SELECTED EXCERPT -
────────────────

1. A method for implementation by one or more data processors comprising:
deriving one or more clickstream variables from recorded clickstream data, the recorded clickstream data characterizing a customer browsing through available products and services on a website;
inputting the derived clickstream variables into a Time to Event scorecard model to characterize a likelihood of the customer to undertake a future purchasing activity; and
initiating one or more transactions using output of the Time to Event scorecard model.
2. A method as in claim 1, further comprising:
computing website recency variables based on a time interval between visits by the customer to any web page; and
wherein the website recency variables are inputted into the Time to Event scorecard model.
3. A method as in claim 2, further comprising:
computing website frequency variables based a number of all web pages visited by the customer during a particular website visit; and
wherein the website frequency variables are inputted into the Time to Event scorecard model.
4. A method as in claim 3, further comprising:
computing in-store recency variables based on a time interval between purchases by customers of a particular product; and
wherein the in-store recency variables are inputted into the Time to Event scorecard model.
5. A method as in claim 4, further comprising:
computing in-store frequency variables based a number of all products purchased during a particular in-store visit; and
wherein the in-store frequency variables are inputted into the Time to Event scorecard model.
6. A method as in claim 5, further comprising: aggregating the website frequency and recency variables at discretized time intervals.
7. A method as in claim 6, wherein the in-store purchase frequency and recency variables are discretized at the same time intervals as the website frequency and recency variables.
8. A method as in claim 7, further comprising:
processing the derived clickstream variables, website frequency and recency variables, in-store frequency and recency variables using a variable selection algorithm to optimize a likelihood of success of the transactions.
9. A method as in claim 1, further comprising:
accessing demographic data for the customer; and
wherein the demographic data is also inputted into the Time to Event scorecard model.
10. A method as in claim 1, wherein each product has a corresponding stock keeping unit (SKU), and wherein visit variables are created corresponding to each SKU, wherein the visit variables are used to generate a website line item for the SKU.
11. An article comprising a non-transitory storage medium embodying instructions which when executed by a data processor result in operations comprising:
recording clickstream data that characterizes a customer browsing through available products and services on a website;
deriving one or more clickstream variables from the recorded clickstream data;
inputting the derived clickstream variables into a Time to Event scorecard model to characterize a likelihood of the customer to undertake a future purchasing activity; and
initiating one or more transactions using output of the Time to Event scorecard model.
12. An article as in claim 11, wherein the operations further comprise:
computing website recency variables based on a time interval between visits by the customer to any web page; and
wherein the website recency variables are inputted into the Time to Event scorecard model.

────────────────

PROBLEMS TO SOLVE -
**1)** Render this sentence from the clickstream claims in Spanish: "A method as in claim 6, wherein the in-store purchase frequency and recency variables are discretized at the same time intervals as the website frequency and recency variables."
**2)** Retype the clickstream claims from "9. A method" to "for the SKU.".
The material that follows is separate from the clickstream claims.

────────────────

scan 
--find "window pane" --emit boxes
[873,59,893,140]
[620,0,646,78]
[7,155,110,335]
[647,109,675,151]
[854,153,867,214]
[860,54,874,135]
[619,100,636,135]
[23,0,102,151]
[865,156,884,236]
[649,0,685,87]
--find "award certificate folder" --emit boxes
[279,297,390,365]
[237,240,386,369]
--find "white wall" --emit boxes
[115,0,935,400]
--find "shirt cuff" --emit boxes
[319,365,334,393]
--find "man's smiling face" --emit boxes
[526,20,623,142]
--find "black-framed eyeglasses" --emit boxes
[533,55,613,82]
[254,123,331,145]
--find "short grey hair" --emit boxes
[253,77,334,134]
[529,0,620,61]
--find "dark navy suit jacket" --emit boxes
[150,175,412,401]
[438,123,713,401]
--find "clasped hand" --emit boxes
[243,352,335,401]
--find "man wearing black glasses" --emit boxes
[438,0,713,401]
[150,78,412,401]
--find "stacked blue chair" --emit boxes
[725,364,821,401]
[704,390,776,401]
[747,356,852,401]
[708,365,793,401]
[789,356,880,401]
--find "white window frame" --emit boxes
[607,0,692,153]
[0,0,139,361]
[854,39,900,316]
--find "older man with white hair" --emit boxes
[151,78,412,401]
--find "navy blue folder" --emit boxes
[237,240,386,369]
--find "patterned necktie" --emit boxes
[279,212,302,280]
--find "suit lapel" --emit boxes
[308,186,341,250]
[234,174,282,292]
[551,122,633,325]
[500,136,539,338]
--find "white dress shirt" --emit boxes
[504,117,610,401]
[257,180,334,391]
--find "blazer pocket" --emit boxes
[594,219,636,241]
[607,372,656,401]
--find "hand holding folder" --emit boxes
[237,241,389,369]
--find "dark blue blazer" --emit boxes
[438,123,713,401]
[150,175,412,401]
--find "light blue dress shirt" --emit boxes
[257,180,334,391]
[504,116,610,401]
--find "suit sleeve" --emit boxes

────────────────

TASK-BY-TASK SOLUTIONS -
**1)** Un método según la reivindicación 6, en el que las variables de frecuencia y recencia de compra en tienda se discretizan en los mismos intervalos de tiempo que las variables de frecuencia y recencia del sitio web.

**2)**
9. A method as in claim 1, further comprising:
accessing demographic data for the customer; and
wherein the demographic data is also inputted into the Time to Event scorecard model.
10. A method as in claim 1, wherein each product has a corresponding stock keeping unit (SKU), and wherein visit variables are created corresponding to each SKU, wherein the visit variables are used to generate a website line item for the SKU.